§ **Problem description**: Output the data below exactly, down to the last character.

§ **Data**:
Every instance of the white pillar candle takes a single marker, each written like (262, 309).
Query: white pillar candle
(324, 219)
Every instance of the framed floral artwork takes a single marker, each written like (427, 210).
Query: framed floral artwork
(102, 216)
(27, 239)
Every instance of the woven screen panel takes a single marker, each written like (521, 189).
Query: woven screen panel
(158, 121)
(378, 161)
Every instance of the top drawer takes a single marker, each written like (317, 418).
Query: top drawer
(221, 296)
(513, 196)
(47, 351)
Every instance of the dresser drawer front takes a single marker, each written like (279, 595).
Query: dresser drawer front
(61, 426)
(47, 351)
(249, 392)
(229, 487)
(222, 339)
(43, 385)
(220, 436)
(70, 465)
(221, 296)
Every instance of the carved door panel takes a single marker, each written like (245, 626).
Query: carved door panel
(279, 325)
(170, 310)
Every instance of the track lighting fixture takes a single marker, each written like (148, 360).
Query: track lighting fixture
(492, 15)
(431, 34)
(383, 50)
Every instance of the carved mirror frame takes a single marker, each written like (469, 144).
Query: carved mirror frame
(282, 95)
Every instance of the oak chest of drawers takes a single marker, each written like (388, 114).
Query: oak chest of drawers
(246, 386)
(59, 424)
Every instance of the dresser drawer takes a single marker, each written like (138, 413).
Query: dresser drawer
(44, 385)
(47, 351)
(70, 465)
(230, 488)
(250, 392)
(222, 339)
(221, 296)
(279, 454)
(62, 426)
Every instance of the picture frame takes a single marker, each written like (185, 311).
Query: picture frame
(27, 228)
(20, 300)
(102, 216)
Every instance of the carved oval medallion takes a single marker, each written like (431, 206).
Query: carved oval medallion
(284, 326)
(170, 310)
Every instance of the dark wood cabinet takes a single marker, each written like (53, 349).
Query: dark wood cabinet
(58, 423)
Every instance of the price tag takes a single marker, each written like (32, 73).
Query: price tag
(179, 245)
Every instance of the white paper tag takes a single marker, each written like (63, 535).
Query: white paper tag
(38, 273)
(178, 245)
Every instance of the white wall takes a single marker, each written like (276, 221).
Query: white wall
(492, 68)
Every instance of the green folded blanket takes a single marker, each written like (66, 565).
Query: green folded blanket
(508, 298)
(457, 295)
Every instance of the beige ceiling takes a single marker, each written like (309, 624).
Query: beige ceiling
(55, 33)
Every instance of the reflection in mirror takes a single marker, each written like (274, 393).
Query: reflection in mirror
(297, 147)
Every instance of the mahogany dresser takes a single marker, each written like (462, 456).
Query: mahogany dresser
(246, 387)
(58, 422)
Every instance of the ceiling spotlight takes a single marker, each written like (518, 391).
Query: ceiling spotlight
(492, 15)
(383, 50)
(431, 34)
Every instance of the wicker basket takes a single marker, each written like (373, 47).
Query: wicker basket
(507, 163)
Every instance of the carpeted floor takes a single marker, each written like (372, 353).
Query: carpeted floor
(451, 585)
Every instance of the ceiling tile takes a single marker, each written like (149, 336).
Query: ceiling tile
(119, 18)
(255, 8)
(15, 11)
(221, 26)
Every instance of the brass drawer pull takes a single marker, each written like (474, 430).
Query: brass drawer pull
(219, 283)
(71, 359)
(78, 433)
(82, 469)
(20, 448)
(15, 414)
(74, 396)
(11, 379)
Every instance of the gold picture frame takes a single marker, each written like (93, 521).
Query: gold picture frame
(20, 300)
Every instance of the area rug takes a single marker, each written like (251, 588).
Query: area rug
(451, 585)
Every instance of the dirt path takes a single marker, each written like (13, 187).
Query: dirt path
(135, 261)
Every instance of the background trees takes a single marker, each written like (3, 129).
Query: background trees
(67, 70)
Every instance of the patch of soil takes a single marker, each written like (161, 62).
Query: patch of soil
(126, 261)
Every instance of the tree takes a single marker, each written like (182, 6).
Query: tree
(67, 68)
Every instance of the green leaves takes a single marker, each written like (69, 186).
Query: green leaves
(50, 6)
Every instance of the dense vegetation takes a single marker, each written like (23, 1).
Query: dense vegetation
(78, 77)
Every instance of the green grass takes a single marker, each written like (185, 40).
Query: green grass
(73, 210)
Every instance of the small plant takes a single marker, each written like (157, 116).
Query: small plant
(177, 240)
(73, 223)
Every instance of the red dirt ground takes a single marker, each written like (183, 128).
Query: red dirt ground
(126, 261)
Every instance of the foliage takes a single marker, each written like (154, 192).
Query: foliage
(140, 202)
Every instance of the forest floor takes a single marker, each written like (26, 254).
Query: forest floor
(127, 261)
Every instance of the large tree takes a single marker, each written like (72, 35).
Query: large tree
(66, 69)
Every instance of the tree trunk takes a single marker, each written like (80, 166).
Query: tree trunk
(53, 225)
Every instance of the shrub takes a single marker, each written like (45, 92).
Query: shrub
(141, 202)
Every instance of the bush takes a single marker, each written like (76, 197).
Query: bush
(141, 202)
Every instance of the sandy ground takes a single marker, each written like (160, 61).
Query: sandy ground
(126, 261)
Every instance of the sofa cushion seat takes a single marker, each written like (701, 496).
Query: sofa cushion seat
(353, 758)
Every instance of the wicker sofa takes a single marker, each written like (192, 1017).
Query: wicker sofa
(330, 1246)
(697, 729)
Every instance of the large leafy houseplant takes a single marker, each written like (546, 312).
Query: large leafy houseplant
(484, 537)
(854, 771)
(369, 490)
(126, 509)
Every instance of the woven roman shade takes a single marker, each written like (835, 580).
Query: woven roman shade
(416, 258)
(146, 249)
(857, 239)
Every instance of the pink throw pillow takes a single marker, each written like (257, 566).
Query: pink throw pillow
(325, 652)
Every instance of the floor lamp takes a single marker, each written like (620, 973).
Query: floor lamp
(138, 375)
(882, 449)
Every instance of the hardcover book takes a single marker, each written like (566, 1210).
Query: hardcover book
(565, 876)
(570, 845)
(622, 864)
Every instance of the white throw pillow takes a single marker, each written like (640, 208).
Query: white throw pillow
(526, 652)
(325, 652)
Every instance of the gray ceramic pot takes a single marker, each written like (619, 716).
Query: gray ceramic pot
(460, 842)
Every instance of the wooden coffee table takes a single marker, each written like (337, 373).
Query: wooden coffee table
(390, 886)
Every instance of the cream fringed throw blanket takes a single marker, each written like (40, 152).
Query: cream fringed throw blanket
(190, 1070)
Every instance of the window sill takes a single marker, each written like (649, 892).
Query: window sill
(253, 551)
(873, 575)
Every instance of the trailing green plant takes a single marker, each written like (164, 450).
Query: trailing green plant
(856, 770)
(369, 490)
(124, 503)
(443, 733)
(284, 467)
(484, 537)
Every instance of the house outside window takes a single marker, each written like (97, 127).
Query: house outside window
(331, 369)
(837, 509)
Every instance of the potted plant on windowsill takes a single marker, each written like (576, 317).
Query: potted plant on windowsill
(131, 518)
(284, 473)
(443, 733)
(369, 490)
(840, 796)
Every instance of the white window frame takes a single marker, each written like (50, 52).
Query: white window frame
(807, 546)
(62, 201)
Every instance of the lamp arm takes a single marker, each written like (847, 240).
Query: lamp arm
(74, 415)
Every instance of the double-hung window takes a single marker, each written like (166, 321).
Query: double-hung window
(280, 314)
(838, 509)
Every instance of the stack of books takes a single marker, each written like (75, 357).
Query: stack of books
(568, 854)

§ **Answer to the problem**:
Every instance of the white pillar candle takes a single marker, each written like (262, 309).
Query: white pillar candle
(324, 219)
Every instance of the framed floral artwork takes a single marker, each written like (427, 210).
Query: framed floral artwork
(102, 216)
(27, 239)
Every instance of the woven screen panel takes a single marker, each written like (521, 189).
Query: woven screen panel
(158, 121)
(378, 161)
Every instance of the top drawer takes a single marker, each written like (317, 418).
Query: top drawer
(221, 296)
(513, 196)
(47, 351)
Every instance of the dresser drawer front takes a single marker, each written like (279, 595).
Query: dresser drawer front
(61, 426)
(47, 351)
(249, 392)
(229, 487)
(222, 339)
(43, 385)
(220, 436)
(70, 465)
(221, 296)
Every instance of the carved door panel takes a single marker, each written like (245, 626).
Query: carved door panel
(279, 325)
(170, 310)
Every instance of the track lighting fixture takes a single marker, each written like (148, 360).
Query: track lighting fixture
(492, 15)
(431, 34)
(383, 50)
Every instance of the carved mirror frame takes a single marker, each written like (469, 144).
Query: carved mirror frame
(282, 95)
Every instance of the oak chest of drawers takes a single marker, each written like (388, 114).
Query: oak chest of drawers
(246, 386)
(59, 424)
Every instance of the dresser drawer takes a single marker, each written like (138, 413).
Query: dresser drawer
(44, 385)
(47, 351)
(70, 465)
(230, 488)
(250, 392)
(222, 339)
(221, 296)
(279, 454)
(62, 426)
Every instance of the picture frame takes a single marker, each written like (185, 311).
Query: picture frame
(27, 228)
(20, 300)
(102, 216)
Every instance of the carved oval medallion takes a single marker, each written like (431, 206).
Query: carved oval medallion
(284, 326)
(170, 310)
Every instance of the dark wood cabinet takes a single marker, each written like (53, 349).
Query: dark wood cabinet
(58, 423)
Every instance of the price tag takes a single marker, each written like (32, 73).
Query: price tag
(179, 245)
Every instance of the white paper tag takes a single marker, each written like (63, 535).
Query: white paper tag
(38, 273)
(178, 245)
Every instance of the white wall takes a single marker, each written like (276, 221).
Query: white wall
(492, 68)
Every instance of the green folded blanket takes a single marker, each written like (66, 565).
Query: green folded blanket
(508, 298)
(457, 295)
Every instance of the beige ceiling takes a single marker, each written like (309, 624).
Query: beige ceiling
(55, 33)
Every instance of the reflection in mirror takes a single marker, each written like (274, 393).
Query: reflection in mirror
(297, 147)
Every instance of the mahogany dresser takes a single marker, each written like (462, 456).
Query: mahogany dresser
(246, 387)
(58, 422)
Every instance of the ceiling spotlight takes a single marker, each written like (518, 391).
Query: ceiling spotlight
(492, 15)
(383, 50)
(431, 34)
Every instance of the wicker basket takes a single marker, each written like (373, 47).
Query: wicker basket
(507, 163)
Every instance of the carpeted floor takes a single marker, each written like (372, 353).
Query: carpeted floor
(451, 585)
Every instance of the ceiling tile takes a single marker, each written like (149, 336).
Query: ceiling tile
(119, 18)
(255, 8)
(15, 11)
(221, 26)
Every instance of the brass drawer pull takes a single marker, each written like (474, 430).
Query: brass drawer pull
(219, 283)
(71, 359)
(78, 433)
(82, 469)
(20, 448)
(15, 414)
(74, 396)
(11, 379)
Every instance of the gold picture frame takes a single marker, each written like (93, 521).
Query: gold picture frame
(20, 300)
Every instance of the area rug takes a single marker, each written like (251, 588).
Query: area rug
(451, 585)
Every instance of the dirt path takes a single marker, each written like (13, 187).
Query: dirt path
(135, 261)
Every instance of the background trees takes a single marker, each written like (3, 129).
Query: background trees
(67, 70)
Every instance of the patch of soil takes a single marker, each written like (161, 62).
Query: patch of soil
(126, 261)
Every instance of the tree takes a single marker, each written like (182, 6).
Query: tree
(67, 68)
Every instance of the green leaves takes a single marker, each written like (69, 186).
Query: green leaves
(50, 6)
Every instance of the dense vegetation takes a single marker, each written like (23, 1).
Query: dense vegetation
(78, 77)
Every instance of the green grass takes a single marker, each written like (185, 40).
Query: green grass
(73, 210)
Every instance of the small plant takes a single marker, each written like (157, 116).
Query: small plant
(177, 240)
(73, 223)
Every instance of the red dirt ground takes a single marker, each written like (183, 128).
Query: red dirt ground
(126, 261)
Every instance of the foliage takes a single marker, each written like (154, 192).
Query: foliage
(140, 202)
Every instance of the forest floor takes a single marker, each written like (26, 254).
Query: forest floor
(127, 261)
Every instance of the large tree takes a single marker, each written like (72, 35).
Query: large tree
(66, 69)
Every instance of the tree trunk takes a single marker, each written like (80, 166).
Query: tree trunk
(53, 225)
Every instance of the shrub takes a single marker, each written like (45, 92).
Query: shrub
(141, 202)
Every instance of the bush takes a single marker, each written like (76, 197).
Query: bush
(141, 202)
Every instance of the sandy ground takes a single marker, each written like (160, 61).
Query: sandy ground
(126, 261)
Every instance of the sofa cushion seat takes a single marker, each written like (701, 496).
Query: sofa cushion seat
(353, 758)
Every instance of the wicker sofa takes a single marker, each written like (192, 1017).
Query: wicker sofa
(330, 1246)
(697, 729)
Every instance of the large leafy houseplant takes a single marker, each written like (546, 312).
Query: large leafy houseplant
(484, 537)
(854, 771)
(369, 490)
(126, 509)
Every instance of the woven roman shade takes a single marker, each written like (835, 580).
Query: woven roman shade
(416, 258)
(146, 249)
(857, 239)
Every instance of the pink throw pillow takes a single marker, each written like (257, 566).
Query: pink throw pillow
(325, 652)
Every instance of the floor lamp takes a single marker, each written like (620, 973).
Query: floor lamp
(138, 375)
(882, 449)
Every instance of the hardcover book takes a single marker, each written like (566, 1210).
Query: hardcover book
(565, 876)
(570, 845)
(622, 864)
Every instance of the white throw pillow takes a single marker, each written like (640, 208).
Query: white throw pillow
(526, 652)
(325, 652)
Every instance of the gray ceramic pot takes a single marker, each written like (619, 716).
Query: gray ceramic pot
(460, 842)
Every instance of the wooden coffee table takes a single marker, each written like (337, 373).
Query: wooden coffee table
(390, 886)
Every instance of the cream fringed throw blanket takes a single marker, each written like (40, 152).
Query: cream fringed throw blanket
(190, 1070)
Every instance of the window sill takes a single marker, each written like (649, 892).
Query: window sill
(253, 551)
(873, 575)
Every instance of the trailing green plant takes a single marker, each written like (164, 450).
Query: trailing green plant
(856, 770)
(369, 490)
(124, 503)
(443, 733)
(284, 467)
(484, 537)
Every instance of the house outside window takes a single marker, each written like (97, 127).
Query: house outside window
(331, 369)
(837, 509)
Every instance of the potted plant on windowsill takes a single marker, each written like (576, 317).
Query: potted plant on windowsill
(131, 518)
(284, 473)
(443, 733)
(369, 490)
(840, 796)
Every instance of the white window frame takes a single marker, each written like (50, 52).
Query: white window frame
(807, 546)
(62, 201)
Every instance of the lamp arm takes a single marker, each written like (847, 240).
Query: lamp arm
(74, 415)
Every instance of the double-hung window takes a single marker, each written like (166, 321).
Query: double-hung window
(280, 314)
(838, 509)
Every instance of the stack of books takes a single marker, each written like (75, 357).
Query: stack of books
(568, 854)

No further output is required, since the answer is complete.